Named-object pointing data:
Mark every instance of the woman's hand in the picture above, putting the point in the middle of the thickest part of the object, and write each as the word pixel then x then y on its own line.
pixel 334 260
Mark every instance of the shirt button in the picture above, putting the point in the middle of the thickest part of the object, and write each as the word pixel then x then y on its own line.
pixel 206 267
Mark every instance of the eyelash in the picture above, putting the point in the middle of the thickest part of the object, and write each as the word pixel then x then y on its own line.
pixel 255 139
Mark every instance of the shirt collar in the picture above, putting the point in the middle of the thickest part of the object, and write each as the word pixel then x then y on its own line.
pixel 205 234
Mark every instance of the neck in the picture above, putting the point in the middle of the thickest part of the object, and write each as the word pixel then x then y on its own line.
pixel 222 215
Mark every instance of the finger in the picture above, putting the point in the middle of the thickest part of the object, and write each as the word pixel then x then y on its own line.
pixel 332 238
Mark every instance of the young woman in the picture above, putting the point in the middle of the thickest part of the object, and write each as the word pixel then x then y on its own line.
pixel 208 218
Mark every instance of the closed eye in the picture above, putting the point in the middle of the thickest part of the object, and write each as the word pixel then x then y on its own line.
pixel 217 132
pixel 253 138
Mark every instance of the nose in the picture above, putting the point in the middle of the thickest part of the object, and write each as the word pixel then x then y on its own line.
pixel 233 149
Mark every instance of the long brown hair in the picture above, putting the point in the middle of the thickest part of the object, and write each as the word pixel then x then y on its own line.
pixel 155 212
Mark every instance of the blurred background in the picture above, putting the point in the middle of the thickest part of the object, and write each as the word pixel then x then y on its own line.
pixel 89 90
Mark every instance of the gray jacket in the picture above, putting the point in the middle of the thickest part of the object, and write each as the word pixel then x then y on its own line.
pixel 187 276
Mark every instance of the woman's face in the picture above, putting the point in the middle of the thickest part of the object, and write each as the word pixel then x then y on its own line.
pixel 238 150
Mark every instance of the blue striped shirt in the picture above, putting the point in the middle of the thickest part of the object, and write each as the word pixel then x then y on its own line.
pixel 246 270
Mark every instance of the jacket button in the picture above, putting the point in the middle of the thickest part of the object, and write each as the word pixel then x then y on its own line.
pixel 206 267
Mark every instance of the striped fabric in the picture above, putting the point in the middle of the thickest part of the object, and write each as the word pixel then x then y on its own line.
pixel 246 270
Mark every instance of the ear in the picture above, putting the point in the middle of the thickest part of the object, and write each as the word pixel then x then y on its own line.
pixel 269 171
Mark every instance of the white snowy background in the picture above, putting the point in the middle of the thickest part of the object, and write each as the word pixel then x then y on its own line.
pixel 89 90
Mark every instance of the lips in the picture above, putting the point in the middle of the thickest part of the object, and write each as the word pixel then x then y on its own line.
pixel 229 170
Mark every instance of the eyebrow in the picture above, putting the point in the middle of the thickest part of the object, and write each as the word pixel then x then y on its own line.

- **PROBLEM**: Reproduce the data above with every occurrence of "thickest" swapped for "widest", keeping everything else unchanged.

- **RESULT**:
Mark every instance of the woman's hand in the picture above, putting the point in the middle of the widest part of the object, and write each as the word pixel then x then y on its own line.
pixel 334 260
Mark every instance of the shirt button in the picture above, putting the point in the middle of the widest part of the object, and write each as the word pixel then x then y on its own line.
pixel 206 267
Mark every instance of the eyelash in the picture above, putting the point in the middle of the widest part of the object, and write each as the word pixel then x then y on its own line.
pixel 255 139
Mark every instance of the shirt collar in the picture above, putting the point in the middle of the widest part of the object, and write each as the word pixel then x then y on its own line.
pixel 205 234
Mark every instance of the neck in the picture above, putting the point in the middle of the widest part of the object, and write each as the word pixel then x then y on its own line.
pixel 222 215
Mark every instance of the finger in the picture above, putting the point in the middle of the widest part of the object, and write each as the word pixel then x then y on its own line.
pixel 332 238
Mark every instance of the young woman in the picture above, putting the point in the middle of the widest part of the object, and write each as the word pixel then x then y on its own line.
pixel 208 218
Mark every instance of the closed eye in the picture above, putting the point in the middle of the widest part of the object, and write each as the word pixel then x then y on its own line.
pixel 217 132
pixel 253 138
Mark every instance of the nose in the picture above, putting the point in the middle of the widest part of the object, and write each as the word pixel then x then y on its own line.
pixel 233 149
Mark every instance of the long brown hair in the picture above, putting the point in the middle of the widest part of the object, and write each as the word pixel then x then y on its own line.
pixel 155 212
Mark every instance of the blurred background in the picture above, putting the point in the middle of the widest part of the object, and write each as the word pixel then x then y on its own line.
pixel 89 90
Mark every instance of the gray jacket in the picture above, putting the point in the middle of the widest part of the object, and write each as the word pixel then x then y on its own line.
pixel 187 276
Mark every instance of the woman's face in the picture above, putting the point in the middle of the widest part of the object, and write each as the word pixel then x then y on its own line.
pixel 238 150
Mark every instance of the blue striped shirt in the picture above, putting the point in the middle of the widest part of the object, and write each as the word pixel then x then y on its own line.
pixel 246 270
Mark every instance of the jacket button in the picture above, putting the point in the middle of the widest part of the object, and write each as the word pixel then x then y on its own line.
pixel 206 267
Mark every instance of the striped fabric in the picture above, putting the point in the middle of the widest part of the object, and write each as the word pixel then x then y on its own line.
pixel 246 270
Mark every instance of the ear in the picture above, putting the point in the middle of the widest part of the object, and write each as the word pixel then x then y on its own line.
pixel 269 171
Mark every instance of the white snowy background in the picture above, putting the point in the middle of the widest part of the object, and write each as the word pixel then x then y on its own line.
pixel 89 90
Mark every instance of the lips in the picture above, putting the point in the middle of the widest part of the object, and write each as the word pixel then x then y on its own line.
pixel 229 170
Mark every instance of the eyebrow in the picture above, putting the point in the middle of the widest part of the object, and write each as the word pixel then x then y on its own line.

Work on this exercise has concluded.